| What is expected |
Revise the stretch from the line containing "range control knob." through the line containing "[245,181,267,191]" so that "faucet" becomes "tap", and return only those lines with nothing else changed.

(Dataset rows)
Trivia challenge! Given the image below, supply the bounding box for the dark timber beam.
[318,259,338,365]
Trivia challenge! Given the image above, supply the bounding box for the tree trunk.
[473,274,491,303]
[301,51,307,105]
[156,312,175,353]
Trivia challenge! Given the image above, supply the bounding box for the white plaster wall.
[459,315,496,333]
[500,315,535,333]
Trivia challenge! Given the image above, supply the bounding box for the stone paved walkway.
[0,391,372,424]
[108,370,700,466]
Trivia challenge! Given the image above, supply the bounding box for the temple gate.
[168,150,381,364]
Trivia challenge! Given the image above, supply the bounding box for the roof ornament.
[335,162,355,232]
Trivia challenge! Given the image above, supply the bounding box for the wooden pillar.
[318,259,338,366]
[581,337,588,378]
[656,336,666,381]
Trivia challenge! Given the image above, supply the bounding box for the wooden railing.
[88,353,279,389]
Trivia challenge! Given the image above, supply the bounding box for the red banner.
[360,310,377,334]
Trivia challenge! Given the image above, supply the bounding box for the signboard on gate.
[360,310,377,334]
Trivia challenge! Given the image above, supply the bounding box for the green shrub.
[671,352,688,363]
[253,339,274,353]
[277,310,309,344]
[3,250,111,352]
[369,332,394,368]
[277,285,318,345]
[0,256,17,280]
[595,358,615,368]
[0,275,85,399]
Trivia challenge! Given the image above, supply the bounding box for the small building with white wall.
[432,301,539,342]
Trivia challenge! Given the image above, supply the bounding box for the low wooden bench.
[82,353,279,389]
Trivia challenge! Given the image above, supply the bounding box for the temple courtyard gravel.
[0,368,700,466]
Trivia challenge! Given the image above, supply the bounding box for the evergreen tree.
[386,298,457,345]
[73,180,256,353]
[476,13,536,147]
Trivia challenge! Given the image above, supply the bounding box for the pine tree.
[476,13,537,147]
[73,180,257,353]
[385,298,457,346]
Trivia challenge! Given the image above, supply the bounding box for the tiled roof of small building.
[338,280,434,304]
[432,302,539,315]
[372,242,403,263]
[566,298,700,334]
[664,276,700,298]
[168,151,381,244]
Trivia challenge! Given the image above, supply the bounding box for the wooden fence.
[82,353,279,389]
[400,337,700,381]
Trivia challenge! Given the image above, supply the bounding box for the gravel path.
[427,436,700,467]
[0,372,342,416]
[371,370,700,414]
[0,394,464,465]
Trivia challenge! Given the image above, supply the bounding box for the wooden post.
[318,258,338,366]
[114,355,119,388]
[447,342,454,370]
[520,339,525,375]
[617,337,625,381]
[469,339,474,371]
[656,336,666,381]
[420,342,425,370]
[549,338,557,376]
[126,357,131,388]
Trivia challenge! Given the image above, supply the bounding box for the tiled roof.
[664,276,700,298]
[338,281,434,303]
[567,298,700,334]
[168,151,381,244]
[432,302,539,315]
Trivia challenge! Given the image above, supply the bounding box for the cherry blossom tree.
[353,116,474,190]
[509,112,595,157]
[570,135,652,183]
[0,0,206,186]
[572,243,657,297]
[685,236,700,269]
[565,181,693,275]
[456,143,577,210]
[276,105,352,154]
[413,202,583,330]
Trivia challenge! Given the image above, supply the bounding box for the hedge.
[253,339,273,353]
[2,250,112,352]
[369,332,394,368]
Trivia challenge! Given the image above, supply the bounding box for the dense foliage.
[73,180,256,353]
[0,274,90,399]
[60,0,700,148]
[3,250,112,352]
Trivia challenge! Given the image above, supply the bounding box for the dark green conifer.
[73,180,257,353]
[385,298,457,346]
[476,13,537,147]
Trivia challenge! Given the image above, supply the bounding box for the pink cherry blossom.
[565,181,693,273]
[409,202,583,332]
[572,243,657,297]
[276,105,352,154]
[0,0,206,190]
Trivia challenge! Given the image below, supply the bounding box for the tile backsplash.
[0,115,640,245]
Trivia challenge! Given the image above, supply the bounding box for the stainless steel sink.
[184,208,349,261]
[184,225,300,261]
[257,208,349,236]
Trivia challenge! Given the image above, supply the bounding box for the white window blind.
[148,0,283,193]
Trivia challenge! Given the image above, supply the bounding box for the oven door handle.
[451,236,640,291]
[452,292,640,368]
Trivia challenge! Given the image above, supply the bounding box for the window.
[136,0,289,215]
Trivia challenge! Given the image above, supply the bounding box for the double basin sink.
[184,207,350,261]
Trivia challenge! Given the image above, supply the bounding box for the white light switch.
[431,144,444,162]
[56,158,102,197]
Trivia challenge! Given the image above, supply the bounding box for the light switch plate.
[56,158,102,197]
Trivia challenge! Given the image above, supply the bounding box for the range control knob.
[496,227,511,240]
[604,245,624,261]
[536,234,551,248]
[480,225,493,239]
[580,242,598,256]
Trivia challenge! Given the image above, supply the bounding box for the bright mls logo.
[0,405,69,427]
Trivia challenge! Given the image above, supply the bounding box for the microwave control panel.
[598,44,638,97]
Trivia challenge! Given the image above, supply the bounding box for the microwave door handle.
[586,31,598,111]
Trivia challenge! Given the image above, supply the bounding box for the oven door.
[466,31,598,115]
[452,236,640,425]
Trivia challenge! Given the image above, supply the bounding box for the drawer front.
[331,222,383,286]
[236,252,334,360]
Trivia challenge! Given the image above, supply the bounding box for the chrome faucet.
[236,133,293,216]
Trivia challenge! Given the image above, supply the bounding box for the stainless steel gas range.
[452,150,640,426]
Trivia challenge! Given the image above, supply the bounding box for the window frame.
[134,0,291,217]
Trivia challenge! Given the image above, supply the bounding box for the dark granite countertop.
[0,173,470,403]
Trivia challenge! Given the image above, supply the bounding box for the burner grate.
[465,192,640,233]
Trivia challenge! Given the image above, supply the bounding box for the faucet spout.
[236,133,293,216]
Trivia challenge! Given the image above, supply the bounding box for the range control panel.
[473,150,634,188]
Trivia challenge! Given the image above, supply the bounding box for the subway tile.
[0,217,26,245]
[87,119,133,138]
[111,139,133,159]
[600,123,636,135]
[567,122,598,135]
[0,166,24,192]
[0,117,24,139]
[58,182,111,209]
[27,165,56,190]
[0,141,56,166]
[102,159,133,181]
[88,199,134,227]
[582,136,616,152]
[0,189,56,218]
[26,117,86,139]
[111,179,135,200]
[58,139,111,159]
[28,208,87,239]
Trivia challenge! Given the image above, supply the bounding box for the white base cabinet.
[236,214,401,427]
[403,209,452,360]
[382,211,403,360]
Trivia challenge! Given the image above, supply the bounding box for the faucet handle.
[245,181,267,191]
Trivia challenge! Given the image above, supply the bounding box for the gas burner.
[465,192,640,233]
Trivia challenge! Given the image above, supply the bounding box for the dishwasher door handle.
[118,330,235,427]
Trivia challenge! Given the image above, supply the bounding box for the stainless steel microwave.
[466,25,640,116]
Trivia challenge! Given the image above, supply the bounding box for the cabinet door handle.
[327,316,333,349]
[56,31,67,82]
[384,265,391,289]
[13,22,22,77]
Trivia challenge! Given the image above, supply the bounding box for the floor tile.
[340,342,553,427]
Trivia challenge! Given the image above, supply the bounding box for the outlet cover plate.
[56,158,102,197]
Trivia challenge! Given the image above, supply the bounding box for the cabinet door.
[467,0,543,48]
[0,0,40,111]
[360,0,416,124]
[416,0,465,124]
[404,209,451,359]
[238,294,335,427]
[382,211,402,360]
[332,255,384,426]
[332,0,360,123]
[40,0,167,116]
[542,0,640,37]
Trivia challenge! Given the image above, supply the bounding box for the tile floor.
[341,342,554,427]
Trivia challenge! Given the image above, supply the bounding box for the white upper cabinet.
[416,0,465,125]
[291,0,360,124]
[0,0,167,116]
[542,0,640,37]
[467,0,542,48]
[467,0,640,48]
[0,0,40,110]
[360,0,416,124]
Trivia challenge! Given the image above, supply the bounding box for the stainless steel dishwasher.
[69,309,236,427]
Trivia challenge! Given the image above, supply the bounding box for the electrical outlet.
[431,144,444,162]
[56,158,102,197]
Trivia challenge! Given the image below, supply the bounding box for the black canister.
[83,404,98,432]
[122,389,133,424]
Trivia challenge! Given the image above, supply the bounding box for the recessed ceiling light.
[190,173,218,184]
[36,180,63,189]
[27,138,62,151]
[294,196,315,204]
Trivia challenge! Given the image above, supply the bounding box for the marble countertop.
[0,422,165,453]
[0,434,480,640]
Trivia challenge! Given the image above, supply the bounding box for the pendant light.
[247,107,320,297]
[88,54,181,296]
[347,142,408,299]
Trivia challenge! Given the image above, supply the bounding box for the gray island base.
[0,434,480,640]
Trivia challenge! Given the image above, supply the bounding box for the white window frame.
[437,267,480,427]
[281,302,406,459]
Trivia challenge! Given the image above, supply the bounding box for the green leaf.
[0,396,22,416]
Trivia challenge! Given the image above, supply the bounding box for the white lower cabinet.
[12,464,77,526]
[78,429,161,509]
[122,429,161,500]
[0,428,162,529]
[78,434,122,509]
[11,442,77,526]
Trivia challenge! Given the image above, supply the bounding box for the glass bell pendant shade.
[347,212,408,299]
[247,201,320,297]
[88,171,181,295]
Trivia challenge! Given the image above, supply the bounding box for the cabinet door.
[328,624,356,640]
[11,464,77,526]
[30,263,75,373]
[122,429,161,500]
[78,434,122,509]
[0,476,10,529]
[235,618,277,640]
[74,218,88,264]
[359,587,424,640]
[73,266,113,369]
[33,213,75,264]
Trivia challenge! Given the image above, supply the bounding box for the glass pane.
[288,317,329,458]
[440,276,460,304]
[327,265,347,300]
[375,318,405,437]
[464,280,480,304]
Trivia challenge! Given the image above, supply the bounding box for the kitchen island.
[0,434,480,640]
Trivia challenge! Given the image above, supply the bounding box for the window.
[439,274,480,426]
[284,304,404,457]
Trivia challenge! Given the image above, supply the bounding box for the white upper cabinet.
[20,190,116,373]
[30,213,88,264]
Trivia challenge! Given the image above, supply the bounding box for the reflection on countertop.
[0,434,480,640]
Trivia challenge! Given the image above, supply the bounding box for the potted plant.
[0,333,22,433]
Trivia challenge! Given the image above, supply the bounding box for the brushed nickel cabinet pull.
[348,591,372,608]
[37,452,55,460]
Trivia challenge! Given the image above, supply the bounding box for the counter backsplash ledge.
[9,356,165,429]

| Correct answer |
Trivia challenge! Given the image above, supply the bounding box for the range control knob.
[496,227,511,240]
[604,245,624,261]
[536,234,551,248]
[480,225,493,239]
[580,242,598,256]
Trivia challenge! Given the image above, supply the bounding box for the bright mls logo.
[0,405,69,427]
Trivia challenge! Given the image above, supply the bounding box for the microwave control panel.
[598,44,638,97]
Trivia challenge! Given the image above, supply the bounding box for the microwave door handle.
[586,31,598,111]
Trivia challenge! Given the image above, supply the bounding box for the oven door.
[466,31,598,115]
[452,236,640,425]
Trivia challenge! Given the image above, supply the bounding box for the drawer front.
[331,222,383,286]
[236,252,334,360]
Trivia challenge! Given the image above, supply the bounding box for the chrome tap.
[236,133,293,216]
Trivia challenge! Given the image above, supply the bounding box for the stainless steel gas range.
[452,150,640,426]
Trivia challenge! Given the image above, supply the bounding box for the window frame.
[134,0,291,217]
Trivia challenge! Given the image above, supply the bounding box for the dark granite countertop.
[0,173,470,403]
Trivia challenge! Given the image above, supply the bounding box for the burner grate.
[465,192,640,233]
Trivia challenge! Given the image above, supply the bounding box for the tap spout.
[236,133,293,216]
Trivia challenge! Given the image above, supply the bounding box for the range control panel.
[473,150,634,188]
Trivia challenge! Given the image above, supply the bounding box for the subway tile.
[0,217,26,245]
[87,119,133,138]
[111,139,133,159]
[600,123,636,135]
[567,122,598,135]
[0,166,24,192]
[0,117,24,139]
[58,182,111,209]
[27,165,56,190]
[0,141,56,166]
[102,159,133,181]
[88,199,134,227]
[582,136,616,152]
[0,189,56,218]
[26,117,86,139]
[111,179,135,200]
[58,139,111,159]
[28,208,87,239]
Trivia challenge! Given the image above, supply the bounding box for the white base cabinet.
[236,214,401,427]
[403,209,452,360]
[382,211,403,360]
Trivia challenge! Given the image above, supply the bounding box for the tap handle.
[245,181,267,191]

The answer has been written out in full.